[[ PROVIDED PASSAGE, beginning ]]

Science

Boozy blush signals cancer risk for East Asians: study

Turn a bit red when you drink a mere half bottle of beer? If you're of East Asian descent, consider that a warning: You may be at higher risk of alcohol-caused esophageal cancer.

Turn a bit red when you drink a mere half bottle of beer? If you're of East Asian descent, consider that a warning: You may be at higher risk of alcohol-caused esophageal cancer.

Researchers reported the link Tuesday in hopes of increasing awareness that the inherited flushing trait — found in about a third of people from Japan, China and Korea — offers valuable health information.

Alcohol is a known risk factor for a variety of cancers, including esophageal, and heavier drinking is considered riskier than light drinking.

Lots of people turn slightly red if they imbibe too much. At issue here is facial flushing from a small amount of alcohol.

It's due to a deficiency in an enzyme that helps metabolize alcohol, called ALDH2.

People with a severe deficiency of the enzyme usually don't drink because it makes them feel too bad; in addition to flushing they feel nausea and a rapid heartbeat.

[[ PROVIDED PASSAGE, end ]]

### [YOUR TASKS]
1) According to the article on alcohol flushing and cancer risk, what enzyme deficiency causes facial flushing from a small amount of alcohol?
2) Write out the stretch of the article on alcohol flushing and cancer risk from "Lots of people" through "a rapid heartbeat.", word for word.

[[ DATA SECTION, beginning ]]

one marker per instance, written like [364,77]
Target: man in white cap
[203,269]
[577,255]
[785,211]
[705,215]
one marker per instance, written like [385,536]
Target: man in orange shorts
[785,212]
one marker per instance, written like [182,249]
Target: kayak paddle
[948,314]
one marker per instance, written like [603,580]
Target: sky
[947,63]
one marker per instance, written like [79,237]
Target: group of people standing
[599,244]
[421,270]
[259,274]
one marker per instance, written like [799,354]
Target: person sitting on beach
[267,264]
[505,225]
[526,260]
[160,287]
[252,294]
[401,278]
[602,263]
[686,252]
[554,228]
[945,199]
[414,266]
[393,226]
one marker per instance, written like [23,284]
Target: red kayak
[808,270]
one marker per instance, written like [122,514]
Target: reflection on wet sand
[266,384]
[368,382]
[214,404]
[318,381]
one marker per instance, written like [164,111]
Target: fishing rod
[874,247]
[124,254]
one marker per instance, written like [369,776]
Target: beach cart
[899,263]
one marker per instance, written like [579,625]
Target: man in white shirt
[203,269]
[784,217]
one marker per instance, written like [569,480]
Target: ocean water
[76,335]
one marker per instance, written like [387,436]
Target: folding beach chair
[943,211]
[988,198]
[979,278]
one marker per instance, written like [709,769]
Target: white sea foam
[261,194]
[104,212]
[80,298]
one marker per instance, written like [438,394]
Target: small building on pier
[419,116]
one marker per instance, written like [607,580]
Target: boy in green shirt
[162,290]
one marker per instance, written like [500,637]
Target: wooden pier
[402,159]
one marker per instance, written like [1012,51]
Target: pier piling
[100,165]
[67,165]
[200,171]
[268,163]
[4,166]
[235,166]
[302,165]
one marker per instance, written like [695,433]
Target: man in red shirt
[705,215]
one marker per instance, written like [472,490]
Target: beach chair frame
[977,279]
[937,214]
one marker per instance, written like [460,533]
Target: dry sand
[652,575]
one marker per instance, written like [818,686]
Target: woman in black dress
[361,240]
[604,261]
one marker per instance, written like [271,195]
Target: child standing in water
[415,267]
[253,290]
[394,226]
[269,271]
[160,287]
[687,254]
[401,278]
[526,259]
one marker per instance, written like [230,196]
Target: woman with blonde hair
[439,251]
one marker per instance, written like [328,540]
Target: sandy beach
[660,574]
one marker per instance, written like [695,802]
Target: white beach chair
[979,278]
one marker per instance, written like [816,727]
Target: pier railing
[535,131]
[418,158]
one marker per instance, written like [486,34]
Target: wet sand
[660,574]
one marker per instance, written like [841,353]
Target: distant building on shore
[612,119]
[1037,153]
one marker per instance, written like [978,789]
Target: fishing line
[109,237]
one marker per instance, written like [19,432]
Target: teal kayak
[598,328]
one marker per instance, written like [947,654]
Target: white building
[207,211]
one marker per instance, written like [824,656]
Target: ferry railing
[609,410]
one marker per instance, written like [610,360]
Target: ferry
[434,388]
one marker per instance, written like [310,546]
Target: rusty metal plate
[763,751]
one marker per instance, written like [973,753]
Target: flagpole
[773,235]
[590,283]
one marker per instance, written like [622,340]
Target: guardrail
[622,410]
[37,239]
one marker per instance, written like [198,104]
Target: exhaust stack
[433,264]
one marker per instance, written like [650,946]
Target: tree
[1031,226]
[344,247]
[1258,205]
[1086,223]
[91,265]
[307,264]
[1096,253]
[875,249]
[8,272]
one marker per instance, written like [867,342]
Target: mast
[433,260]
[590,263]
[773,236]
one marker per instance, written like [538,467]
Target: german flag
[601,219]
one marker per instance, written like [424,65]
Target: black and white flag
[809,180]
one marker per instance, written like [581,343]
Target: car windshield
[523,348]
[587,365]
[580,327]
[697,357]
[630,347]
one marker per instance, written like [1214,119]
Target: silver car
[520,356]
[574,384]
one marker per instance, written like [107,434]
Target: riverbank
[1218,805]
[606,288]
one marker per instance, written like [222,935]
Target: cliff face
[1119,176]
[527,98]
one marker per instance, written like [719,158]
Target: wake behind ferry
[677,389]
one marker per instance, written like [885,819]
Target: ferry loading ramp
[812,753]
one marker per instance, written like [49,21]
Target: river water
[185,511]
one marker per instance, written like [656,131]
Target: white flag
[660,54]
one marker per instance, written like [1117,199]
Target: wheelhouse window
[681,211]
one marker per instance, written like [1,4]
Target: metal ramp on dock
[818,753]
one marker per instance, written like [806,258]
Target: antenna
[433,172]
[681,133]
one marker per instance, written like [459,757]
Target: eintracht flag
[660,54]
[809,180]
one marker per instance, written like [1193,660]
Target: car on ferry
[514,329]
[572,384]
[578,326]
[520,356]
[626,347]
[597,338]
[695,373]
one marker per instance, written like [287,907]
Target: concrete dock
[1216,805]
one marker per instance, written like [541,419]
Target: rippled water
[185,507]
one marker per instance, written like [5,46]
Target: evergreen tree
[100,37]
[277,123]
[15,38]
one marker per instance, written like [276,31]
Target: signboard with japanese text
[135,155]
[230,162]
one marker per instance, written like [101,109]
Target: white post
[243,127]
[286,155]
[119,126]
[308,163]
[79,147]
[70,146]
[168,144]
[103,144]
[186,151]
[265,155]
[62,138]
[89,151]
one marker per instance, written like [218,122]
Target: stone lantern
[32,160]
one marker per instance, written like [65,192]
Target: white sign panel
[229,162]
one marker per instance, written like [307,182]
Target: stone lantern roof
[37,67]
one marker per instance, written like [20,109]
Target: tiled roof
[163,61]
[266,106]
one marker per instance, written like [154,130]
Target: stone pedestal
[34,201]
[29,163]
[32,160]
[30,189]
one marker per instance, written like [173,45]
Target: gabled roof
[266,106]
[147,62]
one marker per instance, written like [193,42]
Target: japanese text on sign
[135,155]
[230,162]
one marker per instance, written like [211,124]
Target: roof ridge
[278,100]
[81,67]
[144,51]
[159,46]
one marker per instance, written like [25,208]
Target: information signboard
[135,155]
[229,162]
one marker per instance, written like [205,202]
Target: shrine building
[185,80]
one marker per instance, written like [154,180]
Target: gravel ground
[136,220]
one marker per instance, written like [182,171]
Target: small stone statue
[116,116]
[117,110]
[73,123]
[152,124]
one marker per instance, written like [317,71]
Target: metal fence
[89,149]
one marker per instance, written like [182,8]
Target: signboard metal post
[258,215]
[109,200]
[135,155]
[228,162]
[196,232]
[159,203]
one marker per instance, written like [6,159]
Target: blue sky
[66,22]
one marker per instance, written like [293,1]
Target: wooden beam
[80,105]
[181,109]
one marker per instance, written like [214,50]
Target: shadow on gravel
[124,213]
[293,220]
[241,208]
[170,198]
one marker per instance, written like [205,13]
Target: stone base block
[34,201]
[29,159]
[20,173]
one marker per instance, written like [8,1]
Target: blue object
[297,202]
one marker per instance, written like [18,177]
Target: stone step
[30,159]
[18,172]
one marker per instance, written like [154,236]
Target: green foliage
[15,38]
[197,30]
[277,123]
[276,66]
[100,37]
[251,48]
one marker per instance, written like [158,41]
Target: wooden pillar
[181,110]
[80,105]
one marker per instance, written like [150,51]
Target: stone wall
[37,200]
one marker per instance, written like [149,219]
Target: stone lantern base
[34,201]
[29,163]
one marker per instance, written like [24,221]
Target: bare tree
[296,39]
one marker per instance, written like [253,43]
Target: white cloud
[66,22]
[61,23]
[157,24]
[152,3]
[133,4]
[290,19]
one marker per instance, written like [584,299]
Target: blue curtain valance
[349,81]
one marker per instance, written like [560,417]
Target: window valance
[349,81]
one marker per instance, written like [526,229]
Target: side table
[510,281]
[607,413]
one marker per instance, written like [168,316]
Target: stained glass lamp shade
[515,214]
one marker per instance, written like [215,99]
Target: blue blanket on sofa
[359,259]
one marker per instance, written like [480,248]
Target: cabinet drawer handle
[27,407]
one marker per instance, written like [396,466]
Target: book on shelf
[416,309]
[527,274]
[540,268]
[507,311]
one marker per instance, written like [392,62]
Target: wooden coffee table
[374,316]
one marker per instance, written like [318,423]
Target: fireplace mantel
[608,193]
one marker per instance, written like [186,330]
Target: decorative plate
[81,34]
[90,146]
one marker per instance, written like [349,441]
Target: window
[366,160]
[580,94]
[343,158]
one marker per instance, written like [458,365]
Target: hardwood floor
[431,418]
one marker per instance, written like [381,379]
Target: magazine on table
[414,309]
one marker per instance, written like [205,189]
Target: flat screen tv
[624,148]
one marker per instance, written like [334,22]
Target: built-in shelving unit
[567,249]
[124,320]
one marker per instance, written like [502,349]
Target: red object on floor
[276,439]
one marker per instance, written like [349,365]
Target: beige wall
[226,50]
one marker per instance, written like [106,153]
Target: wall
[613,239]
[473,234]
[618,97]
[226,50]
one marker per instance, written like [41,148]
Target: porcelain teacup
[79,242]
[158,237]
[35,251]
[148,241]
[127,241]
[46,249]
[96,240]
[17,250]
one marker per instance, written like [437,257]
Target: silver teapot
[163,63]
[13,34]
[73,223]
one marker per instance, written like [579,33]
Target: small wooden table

[[ DATA SECTION, end ]]

### [RESULTS OF THE EXERCISE]
1) A deficiency in ALDH2, an enzyme that helps metabolize alcohol.

2)
Lots of people turn slightly red if they imbibe too much. At issue here is facial flushing from a small amount of alcohol.

It's due to a deficiency in an enzyme that helps metabolize alcohol, called ALDH2.

People with a severe deficiency of the enzyme usually don't drink because it makes them feel too bad; in addition to flushing they feel nausea and a rapid heartbeat.